» **Excerpted text**
-- Begin --

Templeton Global Bond manager Michael Hasenstab outlines his criteria for investing in developing markets, and explains why he sees opportunities in China and Korea.

Hasenstab's Guidelines for Emerging Markets

Ashley Redmond: It's Emerging-Markets Week on Morningstar.com, and we're going to speak with Michael Hasenstab, lead manager of the Gold-rated Templeton Global Bond. He is going to give us his take on some issues and opportunities facing global fixed income investors today.

Michael, thanks so much for joining us.

Michael Hasenstab: Thank you very much.

Redmond: Templeton Global Bond looks to identify countries with healthy or improving fundamentals, which has led you to some emerging markets. What are your criteria, and where have you found some of those opportunities?

Hasenstab: When we look at the global economy--and it doesn't just apply to emerging markets, it applies to developed markets as well. But specific to emerging markets right now, we're looking for a handful of characteristics that we think will present good long-term opportunities.

First, we're looking for economies with good macroeconomic fundamentals--so countries that have been progressing with structural reform, improving the productivity of their economy. A place like Mexico that most recently passed a number of labor reforms and educational reforms, and is undertaking energy reform. So they will improve the growth capacity going forward.

-- End --

» **Given information**
-- Begin --

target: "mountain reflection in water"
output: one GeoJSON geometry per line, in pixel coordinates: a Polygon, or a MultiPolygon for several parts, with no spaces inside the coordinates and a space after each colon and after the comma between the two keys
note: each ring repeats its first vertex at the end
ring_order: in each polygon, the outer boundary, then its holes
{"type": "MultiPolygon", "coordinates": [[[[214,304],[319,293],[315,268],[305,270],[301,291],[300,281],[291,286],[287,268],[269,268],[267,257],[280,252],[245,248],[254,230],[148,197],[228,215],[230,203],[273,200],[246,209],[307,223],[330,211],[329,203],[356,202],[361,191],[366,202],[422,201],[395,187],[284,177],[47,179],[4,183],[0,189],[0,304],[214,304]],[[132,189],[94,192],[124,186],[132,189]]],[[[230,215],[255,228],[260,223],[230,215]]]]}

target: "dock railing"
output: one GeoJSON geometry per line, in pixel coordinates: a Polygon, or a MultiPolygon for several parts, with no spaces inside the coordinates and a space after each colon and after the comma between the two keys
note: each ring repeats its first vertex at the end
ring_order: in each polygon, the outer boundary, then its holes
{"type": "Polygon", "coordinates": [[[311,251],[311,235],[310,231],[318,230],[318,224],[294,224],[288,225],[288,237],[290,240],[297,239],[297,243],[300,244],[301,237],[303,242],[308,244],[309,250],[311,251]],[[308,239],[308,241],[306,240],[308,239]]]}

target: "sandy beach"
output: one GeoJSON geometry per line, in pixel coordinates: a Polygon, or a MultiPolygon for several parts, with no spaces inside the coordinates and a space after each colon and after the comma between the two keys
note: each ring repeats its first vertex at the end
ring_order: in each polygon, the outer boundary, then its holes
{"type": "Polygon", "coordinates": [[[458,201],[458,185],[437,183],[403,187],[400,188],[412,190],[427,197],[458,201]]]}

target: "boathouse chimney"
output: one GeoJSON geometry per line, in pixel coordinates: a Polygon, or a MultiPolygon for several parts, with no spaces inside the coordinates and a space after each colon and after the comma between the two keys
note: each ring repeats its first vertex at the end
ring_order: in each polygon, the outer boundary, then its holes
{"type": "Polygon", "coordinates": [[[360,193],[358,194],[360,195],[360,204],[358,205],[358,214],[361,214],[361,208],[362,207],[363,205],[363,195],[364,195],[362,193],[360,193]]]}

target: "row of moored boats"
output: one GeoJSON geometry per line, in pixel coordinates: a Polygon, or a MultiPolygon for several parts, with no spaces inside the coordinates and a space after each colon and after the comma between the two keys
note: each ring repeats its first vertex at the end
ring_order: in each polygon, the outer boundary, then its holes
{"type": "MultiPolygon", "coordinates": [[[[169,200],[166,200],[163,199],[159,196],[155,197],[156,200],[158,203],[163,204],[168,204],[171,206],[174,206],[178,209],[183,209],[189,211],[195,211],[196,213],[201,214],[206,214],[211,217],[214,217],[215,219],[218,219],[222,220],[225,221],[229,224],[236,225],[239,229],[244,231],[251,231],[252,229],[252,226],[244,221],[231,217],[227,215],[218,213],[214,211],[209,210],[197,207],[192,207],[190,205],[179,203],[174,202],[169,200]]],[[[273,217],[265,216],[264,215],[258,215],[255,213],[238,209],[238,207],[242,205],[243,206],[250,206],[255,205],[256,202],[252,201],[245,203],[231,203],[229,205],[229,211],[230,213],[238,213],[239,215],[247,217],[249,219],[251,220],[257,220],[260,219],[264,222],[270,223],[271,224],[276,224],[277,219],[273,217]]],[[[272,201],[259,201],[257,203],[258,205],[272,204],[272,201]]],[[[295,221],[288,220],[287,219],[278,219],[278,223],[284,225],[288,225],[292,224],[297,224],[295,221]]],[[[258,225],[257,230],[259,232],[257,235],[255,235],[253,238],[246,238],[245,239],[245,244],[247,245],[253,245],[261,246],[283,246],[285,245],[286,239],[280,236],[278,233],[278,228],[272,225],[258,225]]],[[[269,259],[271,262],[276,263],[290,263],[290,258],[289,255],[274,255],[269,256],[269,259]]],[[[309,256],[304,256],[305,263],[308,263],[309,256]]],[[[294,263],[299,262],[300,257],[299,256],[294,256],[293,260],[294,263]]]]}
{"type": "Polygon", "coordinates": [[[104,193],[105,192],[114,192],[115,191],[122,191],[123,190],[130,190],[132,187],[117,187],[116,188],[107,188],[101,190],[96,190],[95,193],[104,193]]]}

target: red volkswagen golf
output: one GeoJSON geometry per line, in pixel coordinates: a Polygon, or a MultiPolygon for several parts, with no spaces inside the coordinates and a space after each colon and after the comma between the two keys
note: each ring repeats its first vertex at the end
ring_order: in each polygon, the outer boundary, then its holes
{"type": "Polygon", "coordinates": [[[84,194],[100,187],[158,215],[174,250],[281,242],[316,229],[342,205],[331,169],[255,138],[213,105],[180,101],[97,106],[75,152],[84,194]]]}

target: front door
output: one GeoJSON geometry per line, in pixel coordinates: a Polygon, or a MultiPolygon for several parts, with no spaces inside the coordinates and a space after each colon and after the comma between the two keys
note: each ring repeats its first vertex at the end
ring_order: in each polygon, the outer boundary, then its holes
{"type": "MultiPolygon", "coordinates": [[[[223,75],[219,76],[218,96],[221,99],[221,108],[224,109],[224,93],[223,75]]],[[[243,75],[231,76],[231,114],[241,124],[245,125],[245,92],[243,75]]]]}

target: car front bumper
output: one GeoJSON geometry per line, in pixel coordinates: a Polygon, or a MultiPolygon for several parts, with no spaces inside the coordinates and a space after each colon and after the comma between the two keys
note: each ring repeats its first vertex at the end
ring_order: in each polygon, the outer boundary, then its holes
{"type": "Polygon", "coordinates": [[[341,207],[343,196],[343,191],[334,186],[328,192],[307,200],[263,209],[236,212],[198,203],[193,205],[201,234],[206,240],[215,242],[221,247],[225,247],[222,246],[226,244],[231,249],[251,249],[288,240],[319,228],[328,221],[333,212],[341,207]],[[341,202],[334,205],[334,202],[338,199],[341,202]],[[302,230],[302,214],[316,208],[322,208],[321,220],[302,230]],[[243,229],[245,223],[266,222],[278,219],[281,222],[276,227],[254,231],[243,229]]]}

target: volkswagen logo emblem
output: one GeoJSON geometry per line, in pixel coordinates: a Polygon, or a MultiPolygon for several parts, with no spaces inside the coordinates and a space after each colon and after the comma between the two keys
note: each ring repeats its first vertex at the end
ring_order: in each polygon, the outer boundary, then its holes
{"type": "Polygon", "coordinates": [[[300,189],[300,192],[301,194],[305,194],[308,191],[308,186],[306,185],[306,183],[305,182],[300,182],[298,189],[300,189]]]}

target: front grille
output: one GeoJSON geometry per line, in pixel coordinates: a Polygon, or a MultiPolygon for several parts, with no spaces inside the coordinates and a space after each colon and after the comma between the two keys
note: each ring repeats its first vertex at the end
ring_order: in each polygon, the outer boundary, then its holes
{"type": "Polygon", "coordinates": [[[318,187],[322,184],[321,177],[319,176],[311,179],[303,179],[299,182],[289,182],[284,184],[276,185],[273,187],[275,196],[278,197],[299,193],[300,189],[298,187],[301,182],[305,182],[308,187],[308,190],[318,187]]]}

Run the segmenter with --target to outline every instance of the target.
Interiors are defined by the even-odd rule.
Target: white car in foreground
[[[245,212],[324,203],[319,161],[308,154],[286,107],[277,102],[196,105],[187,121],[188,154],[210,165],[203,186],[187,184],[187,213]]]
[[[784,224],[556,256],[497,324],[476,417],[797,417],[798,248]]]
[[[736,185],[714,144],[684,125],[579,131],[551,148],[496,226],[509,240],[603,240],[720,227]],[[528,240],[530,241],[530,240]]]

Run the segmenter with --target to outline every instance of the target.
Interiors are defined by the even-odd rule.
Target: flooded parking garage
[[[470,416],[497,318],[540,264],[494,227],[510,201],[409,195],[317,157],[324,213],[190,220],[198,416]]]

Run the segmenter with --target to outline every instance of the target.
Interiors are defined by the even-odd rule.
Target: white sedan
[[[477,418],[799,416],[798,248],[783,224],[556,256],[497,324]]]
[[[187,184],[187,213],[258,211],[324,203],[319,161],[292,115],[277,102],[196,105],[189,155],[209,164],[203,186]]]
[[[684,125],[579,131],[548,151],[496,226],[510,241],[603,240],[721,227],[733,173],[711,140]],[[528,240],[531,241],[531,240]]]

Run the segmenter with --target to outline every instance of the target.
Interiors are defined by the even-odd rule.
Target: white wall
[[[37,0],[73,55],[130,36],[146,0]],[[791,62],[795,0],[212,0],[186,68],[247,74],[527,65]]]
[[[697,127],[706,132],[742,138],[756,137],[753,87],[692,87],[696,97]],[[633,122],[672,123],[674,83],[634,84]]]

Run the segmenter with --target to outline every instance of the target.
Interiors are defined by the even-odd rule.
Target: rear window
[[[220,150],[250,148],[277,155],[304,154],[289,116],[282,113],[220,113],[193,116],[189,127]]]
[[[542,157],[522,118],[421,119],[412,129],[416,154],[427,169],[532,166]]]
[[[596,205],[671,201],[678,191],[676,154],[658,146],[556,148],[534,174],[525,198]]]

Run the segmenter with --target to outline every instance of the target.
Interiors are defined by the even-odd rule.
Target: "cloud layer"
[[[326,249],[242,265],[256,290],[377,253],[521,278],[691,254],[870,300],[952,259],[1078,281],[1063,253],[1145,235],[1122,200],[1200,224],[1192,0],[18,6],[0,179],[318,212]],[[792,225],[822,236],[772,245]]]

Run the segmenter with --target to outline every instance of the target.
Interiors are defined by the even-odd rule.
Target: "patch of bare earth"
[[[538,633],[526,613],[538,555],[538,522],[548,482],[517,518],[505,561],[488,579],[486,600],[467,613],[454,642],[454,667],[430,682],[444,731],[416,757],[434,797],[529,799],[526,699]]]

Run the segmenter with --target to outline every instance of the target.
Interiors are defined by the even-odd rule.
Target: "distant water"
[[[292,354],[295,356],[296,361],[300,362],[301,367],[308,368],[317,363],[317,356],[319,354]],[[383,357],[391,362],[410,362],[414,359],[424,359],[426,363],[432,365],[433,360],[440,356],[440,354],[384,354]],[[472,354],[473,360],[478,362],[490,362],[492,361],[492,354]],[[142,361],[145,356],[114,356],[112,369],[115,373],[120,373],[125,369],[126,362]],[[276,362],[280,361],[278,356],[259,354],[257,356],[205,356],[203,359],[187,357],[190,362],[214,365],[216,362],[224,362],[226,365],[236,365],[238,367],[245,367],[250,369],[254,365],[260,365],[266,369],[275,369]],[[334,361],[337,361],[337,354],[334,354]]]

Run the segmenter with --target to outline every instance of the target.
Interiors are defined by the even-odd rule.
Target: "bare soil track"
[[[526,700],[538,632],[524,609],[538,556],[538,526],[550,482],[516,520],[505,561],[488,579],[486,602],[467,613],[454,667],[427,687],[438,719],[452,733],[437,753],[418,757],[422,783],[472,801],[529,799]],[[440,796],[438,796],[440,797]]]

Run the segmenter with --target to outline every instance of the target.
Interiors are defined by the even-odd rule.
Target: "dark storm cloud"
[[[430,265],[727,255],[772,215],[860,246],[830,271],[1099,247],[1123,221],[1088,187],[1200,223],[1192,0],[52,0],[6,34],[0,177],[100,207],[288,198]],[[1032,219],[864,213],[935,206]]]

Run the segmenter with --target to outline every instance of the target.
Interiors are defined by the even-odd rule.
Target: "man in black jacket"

-- End --

» **To do**
1 - From the Hasenstab interview above, reproduce word for word the part that opens with the words containing "Templeton Global Bond manager" and closes with "of those opportunities?".
2 - In the Hasenstab interview, which country does Hasenstab give as an example of an economy that recently passed labor and educational reforms?

» **Answers for this exercise**
1 -
Templeton Global Bond manager Michael Hasenstab outlines his criteria for investing in developing markets, and explains why he sees opportunities in China and Korea.

Hasenstab's Guidelines for Emerging Markets

Ashley Redmond: It's Emerging-Markets Week on Morningstar.com, and we're going to speak with Michael Hasenstab, lead manager of the Gold-rated Templeton Global Bond. He is going to give us his take on some issues and opportunities facing global fixed income investors today.

Michael, thanks so much for joining us.

Michael Hasenstab: Thank you very much.

Redmond: Templeton Global Bond looks to identify countries with healthy or improving fundamentals, which has led you to some emerging markets. What are your criteria, and where have you found some of those opportunities?

2 - Mexico